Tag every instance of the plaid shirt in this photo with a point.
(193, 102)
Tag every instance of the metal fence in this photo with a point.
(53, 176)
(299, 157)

━━━━

Output an exact copy of the listing.

* **REPLY TO THE EXERCISE**
Tag every instance of the plaid shirt in this photo with a point.
(193, 102)
Tag every instance of the metal fence in this photo with a point.
(53, 176)
(299, 157)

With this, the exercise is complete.